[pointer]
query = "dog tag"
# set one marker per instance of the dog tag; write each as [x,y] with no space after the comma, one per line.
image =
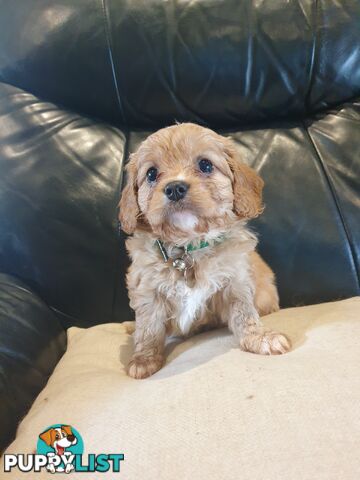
[183,264]
[179,264]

## Problem requirements
Reproduce the lines above verbatim, but leave the picture out.

## Solution for this problem
[pointer]
query = "dog tag"
# set one marker per instance of the dog tag; write each as [x,y] with no space after the comma, one per line.
image =
[183,264]
[179,264]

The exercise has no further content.